## 課題
下の劇団☆新感線の舞台の感想文から、「初日観てきました。まずは、面白かったです。」で始まり「感じたのは、前半が弱かったなぁ、と。」で終わる部分を、その両方の言葉も含めて一字も変えずに書き写してください。

## 本文

==========

初日観てきました。まずは、面白かったです。
公式HPの書き込みなど読んでても、「楽しかった」って感想がほとんどですから、「初・劇団☆新感線」の人には面白かったようですね。
で、これがね、劇団☆新感線でなきゃ、おいらも「凄く」面白かったって感想になったと思うんですよ。
でも、でも・・・劇団☆新感線はこんなもんじゃない〜〜〜!
この先読んでくださる方にあらかじめ、誤解のないように先に書いておきますが、「つまらなかった」なんてことはありませんでした。
ただ、やっぱり自分のいっちゃん大好きな「劇団☆新感線」だけに、すっごく贅沢な希望・期待を込めて、ちょっと辛口感想です。
っちゅうのも、これからきっとまだまだ素晴らしい舞台になっていきそうに思うから! < 劇団☆新感線はもっと凄いんです!
(とこういうことを書くと、「一度しか観に行かない(観に行けない)人もいるんですよっ!」とお叱り受けそうですけど、もう、開き直って・・・おいらはあと大阪で3回観に行きますっ! と言い切らせていただきます。)
(これはおいらが観た「初日」の感想です。
初日を観て三日目も観た友人から、わずか二日ですでに「凄くよくなってた」ってmailを貰いました・・・と聞いてるんで、大阪が待ち遠しいです。)

感じたのは、前半が弱かったなぁ、と。
ストーリーがすっきりスマートになりすぎてて、人間関係の描き方が希薄に感じました。
例えば、野獣郎と美泥の関係、野獣郎と蛮獄の関係、蛮獄と美泥の関係、野獣郎と甚五の関係、美泥と荊鬼・葛鬼の関係、甚五と北の宮の眠り姫の関係。
それと役柄個人、蛮獄や甚五の描き方も弱いなぁ、って。
蛮獄が最初っからあんまり熱く無さすぎてる・・・ちょっと「悪」っていうんかなぁ、世をすねてるっていうんかなぁ、が見え隠れしてるかのうような雰囲気を感じました。
甚五は・・・出番が少なすぎ、でしょう。彼がなぜ眠り姫を助けたいのか、の描き方が薄すぎ。また、粟根さん演じる錐蔵って役があることで、結果的に散漫になったような感じを受けました。

==========

## 提供データ

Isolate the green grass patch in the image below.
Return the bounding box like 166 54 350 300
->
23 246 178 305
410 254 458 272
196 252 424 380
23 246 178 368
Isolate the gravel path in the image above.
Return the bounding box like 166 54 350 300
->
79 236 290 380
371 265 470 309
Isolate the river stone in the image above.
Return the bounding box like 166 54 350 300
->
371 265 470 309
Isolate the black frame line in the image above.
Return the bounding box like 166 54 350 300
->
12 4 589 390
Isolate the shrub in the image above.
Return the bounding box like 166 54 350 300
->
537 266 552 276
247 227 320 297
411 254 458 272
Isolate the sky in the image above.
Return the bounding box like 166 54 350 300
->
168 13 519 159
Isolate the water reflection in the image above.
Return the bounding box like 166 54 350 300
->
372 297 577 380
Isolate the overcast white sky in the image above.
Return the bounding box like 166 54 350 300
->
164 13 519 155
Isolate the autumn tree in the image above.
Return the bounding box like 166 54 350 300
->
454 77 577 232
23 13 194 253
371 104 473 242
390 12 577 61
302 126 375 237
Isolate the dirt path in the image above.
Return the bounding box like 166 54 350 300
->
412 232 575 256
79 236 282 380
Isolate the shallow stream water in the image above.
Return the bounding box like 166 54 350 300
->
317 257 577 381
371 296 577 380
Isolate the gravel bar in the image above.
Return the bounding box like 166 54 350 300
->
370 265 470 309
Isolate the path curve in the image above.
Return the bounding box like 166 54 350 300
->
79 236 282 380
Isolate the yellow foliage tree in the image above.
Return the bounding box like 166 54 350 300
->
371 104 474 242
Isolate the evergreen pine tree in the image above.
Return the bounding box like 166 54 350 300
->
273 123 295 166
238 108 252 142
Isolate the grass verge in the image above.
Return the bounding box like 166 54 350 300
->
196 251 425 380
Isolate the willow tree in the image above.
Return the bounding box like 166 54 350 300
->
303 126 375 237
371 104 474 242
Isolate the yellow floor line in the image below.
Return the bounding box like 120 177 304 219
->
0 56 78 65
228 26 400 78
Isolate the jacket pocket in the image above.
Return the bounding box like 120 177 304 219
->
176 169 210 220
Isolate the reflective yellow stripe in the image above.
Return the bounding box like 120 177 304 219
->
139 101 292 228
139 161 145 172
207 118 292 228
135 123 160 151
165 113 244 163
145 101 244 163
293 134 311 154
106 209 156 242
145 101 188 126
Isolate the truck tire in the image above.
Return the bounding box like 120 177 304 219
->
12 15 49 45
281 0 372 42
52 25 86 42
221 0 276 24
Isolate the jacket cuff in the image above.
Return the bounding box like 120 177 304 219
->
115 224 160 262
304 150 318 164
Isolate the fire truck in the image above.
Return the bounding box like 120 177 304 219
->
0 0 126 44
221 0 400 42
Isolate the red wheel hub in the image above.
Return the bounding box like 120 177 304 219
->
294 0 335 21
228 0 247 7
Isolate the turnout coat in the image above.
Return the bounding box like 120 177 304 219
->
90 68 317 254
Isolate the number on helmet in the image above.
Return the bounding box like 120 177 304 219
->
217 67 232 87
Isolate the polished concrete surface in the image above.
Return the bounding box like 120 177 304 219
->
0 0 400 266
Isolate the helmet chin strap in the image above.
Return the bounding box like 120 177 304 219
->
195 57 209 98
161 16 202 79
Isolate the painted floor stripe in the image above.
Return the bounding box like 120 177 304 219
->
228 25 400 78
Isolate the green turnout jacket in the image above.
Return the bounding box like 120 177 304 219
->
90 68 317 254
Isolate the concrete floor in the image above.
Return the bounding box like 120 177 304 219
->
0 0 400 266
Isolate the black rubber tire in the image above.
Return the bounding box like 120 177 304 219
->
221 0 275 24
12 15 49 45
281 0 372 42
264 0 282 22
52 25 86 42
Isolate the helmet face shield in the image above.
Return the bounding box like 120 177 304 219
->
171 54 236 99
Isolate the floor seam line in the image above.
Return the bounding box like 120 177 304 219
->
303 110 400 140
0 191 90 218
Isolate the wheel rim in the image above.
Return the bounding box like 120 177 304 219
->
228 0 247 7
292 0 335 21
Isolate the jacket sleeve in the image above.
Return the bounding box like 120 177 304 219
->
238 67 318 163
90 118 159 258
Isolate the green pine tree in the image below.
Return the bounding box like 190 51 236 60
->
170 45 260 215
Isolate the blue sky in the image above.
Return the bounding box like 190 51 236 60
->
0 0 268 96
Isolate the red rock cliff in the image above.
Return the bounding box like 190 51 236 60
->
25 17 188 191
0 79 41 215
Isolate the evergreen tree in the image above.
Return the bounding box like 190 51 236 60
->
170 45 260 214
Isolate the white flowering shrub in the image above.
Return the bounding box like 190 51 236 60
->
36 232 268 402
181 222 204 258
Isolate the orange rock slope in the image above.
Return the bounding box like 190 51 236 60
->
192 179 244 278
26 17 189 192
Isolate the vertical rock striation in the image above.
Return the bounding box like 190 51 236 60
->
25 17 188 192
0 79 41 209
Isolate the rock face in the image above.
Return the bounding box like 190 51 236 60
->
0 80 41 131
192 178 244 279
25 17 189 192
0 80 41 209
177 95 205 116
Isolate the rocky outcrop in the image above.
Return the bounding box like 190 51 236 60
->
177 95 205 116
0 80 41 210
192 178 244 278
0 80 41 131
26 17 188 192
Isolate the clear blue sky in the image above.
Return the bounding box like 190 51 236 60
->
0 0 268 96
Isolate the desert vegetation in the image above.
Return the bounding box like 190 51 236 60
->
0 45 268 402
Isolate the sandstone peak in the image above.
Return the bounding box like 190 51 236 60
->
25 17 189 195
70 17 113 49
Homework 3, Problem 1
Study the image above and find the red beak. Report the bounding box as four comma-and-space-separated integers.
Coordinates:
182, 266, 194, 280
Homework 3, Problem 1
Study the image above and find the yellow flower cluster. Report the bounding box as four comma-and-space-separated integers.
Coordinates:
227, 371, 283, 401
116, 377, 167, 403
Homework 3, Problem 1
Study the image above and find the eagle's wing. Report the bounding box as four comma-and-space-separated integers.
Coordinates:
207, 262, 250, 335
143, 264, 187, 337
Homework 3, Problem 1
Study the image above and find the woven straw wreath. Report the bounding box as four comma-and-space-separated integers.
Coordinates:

==========

## 解答
初日観てきました。まずは、面白かったです。
公式HPの書き込みなど読んでても、「楽しかった」って感想がほとんどですから、「初・劇団☆新感線」の人には面白かったようですね。
で、これがね、劇団☆新感線でなきゃ、おいらも「凄く」面白かったって感想になったと思うんですよ。
でも、でも・・・劇団☆新感線はこんなもんじゃない〜〜〜!
この先読んでくださる方にあらかじめ、誤解のないように先に書いておきますが、「つまらなかった」なんてことはありませんでした。
ただ、やっぱり自分のいっちゃん大好きな「劇団☆新感線」だけに、すっごく贅沢な希望・期待を込めて、ちょっと辛口感想です。
っちゅうのも、これからきっとまだまだ素晴らしい舞台になっていきそうに思うから! < 劇団☆新感線はもっと凄いんです!
(とこういうことを書くと、「一度しか観に行かない(観に行けない)人もいるんですよっ!」とお叱り受けそうですけど、もう、開き直って・・・おいらはあと大阪で3回観に行きますっ! と言い切らせていただきます。)
(これはおいらが観た「初日」の感想です。
初日を観て三日目も観た友人から、わずか二日ですでに「凄くよくなってた」ってmailを貰いました・・・と聞いてるんで、大阪が待ち遠しいです。)

感じたのは、前半が弱かったなぁ、と。